▶ _WHAT THE EXERCISE ASKS_
Transcribe the rows verbatim, starting at the first line of the rows and ending at the line that contains "point(330, 773)", with both of those lines included.

▶ _THE DATA_
%%

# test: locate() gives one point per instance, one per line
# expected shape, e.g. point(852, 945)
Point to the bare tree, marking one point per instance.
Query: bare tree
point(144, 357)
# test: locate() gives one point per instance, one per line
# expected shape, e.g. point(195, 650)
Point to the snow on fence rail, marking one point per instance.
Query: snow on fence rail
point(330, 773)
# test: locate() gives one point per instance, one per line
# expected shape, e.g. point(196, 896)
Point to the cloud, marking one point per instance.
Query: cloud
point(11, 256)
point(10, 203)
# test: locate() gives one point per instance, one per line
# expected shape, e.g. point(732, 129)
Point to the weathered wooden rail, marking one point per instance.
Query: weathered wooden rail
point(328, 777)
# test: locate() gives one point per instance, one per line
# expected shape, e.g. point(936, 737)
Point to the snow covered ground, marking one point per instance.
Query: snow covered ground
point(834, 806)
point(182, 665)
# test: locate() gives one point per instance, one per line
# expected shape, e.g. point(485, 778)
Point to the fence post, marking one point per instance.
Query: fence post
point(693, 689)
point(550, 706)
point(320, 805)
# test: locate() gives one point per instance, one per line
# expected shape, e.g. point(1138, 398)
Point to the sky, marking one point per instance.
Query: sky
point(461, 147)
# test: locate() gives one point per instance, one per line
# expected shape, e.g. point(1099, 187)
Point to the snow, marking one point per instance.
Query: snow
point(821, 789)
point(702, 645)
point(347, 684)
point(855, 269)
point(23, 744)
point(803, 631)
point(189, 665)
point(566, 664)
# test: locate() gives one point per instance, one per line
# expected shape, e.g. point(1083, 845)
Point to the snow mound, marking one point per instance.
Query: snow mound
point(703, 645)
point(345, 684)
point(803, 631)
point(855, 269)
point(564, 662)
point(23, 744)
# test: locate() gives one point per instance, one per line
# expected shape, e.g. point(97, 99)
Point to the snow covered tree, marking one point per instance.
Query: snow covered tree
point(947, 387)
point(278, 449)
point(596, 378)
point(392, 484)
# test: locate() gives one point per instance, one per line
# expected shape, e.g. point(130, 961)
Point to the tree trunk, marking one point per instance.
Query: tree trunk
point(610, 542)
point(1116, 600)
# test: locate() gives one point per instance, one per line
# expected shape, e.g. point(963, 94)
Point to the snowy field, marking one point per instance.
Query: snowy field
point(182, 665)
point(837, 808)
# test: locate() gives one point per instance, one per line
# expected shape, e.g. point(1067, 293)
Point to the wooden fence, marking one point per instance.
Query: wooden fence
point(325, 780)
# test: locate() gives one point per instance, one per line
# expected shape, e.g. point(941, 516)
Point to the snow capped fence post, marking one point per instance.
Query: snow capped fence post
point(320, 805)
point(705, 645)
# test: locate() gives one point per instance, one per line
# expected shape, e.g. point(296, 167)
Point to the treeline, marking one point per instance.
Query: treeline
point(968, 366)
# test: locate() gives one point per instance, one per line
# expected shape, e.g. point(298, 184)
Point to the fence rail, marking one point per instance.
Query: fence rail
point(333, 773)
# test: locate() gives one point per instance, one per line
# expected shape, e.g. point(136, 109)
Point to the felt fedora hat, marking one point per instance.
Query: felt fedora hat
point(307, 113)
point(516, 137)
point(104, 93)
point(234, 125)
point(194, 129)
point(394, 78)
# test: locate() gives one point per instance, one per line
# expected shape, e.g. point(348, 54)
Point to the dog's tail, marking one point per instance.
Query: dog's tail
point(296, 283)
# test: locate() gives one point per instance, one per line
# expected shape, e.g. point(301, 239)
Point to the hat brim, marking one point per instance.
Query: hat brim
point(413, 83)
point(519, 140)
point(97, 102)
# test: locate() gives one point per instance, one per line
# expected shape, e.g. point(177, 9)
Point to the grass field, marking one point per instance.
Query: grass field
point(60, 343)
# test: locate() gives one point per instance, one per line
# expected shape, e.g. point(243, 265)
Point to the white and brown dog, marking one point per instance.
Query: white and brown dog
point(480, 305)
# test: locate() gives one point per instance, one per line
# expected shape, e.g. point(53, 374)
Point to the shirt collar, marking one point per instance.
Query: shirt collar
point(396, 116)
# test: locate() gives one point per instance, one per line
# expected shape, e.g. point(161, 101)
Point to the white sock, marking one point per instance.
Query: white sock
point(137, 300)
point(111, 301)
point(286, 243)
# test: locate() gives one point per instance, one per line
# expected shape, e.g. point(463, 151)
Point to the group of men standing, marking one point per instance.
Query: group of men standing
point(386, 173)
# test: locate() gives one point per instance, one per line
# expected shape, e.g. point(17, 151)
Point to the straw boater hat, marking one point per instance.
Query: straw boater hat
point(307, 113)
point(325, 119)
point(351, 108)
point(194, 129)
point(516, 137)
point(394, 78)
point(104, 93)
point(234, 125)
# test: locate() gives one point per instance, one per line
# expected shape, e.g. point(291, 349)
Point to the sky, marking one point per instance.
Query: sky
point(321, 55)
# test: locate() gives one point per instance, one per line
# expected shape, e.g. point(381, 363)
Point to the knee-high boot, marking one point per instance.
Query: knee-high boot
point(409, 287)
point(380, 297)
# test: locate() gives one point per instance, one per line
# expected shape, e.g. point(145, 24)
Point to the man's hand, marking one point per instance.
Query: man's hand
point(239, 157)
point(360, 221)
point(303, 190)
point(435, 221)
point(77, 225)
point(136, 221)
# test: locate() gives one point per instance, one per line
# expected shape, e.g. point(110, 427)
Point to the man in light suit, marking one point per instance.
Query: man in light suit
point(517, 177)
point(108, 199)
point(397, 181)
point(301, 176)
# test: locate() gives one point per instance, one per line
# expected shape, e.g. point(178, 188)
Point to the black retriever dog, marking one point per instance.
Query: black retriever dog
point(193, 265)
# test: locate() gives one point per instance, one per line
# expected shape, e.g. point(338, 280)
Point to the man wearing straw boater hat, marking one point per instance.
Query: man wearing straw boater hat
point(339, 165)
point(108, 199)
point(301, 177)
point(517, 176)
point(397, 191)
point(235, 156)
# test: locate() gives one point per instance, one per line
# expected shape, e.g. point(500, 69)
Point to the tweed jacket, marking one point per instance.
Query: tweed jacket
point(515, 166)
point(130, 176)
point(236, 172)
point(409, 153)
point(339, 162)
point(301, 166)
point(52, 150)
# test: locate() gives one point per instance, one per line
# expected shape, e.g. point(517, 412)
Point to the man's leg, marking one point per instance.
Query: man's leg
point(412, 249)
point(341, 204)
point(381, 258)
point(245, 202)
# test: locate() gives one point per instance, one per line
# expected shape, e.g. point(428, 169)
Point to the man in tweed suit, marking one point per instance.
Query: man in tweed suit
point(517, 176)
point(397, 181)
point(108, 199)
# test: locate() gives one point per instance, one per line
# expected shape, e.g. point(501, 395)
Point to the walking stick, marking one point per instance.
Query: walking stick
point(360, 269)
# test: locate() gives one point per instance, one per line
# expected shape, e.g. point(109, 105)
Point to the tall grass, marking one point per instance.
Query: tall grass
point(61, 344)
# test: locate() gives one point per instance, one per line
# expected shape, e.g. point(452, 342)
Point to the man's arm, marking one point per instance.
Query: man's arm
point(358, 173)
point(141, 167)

%%

▶ _THE ANSWER_
# test: locate() gives one point per instance, one per line
# expected shape, e.g. point(852, 945)
Point to the bare tree, marking one point per instance.
Query: bare tree
point(144, 357)
# test: locate() gives one point per instance, one per line
# expected shape, e.g. point(195, 650)
Point to the snow on fence rail, marking one point per instance.
Query: snow on fence rail
point(330, 773)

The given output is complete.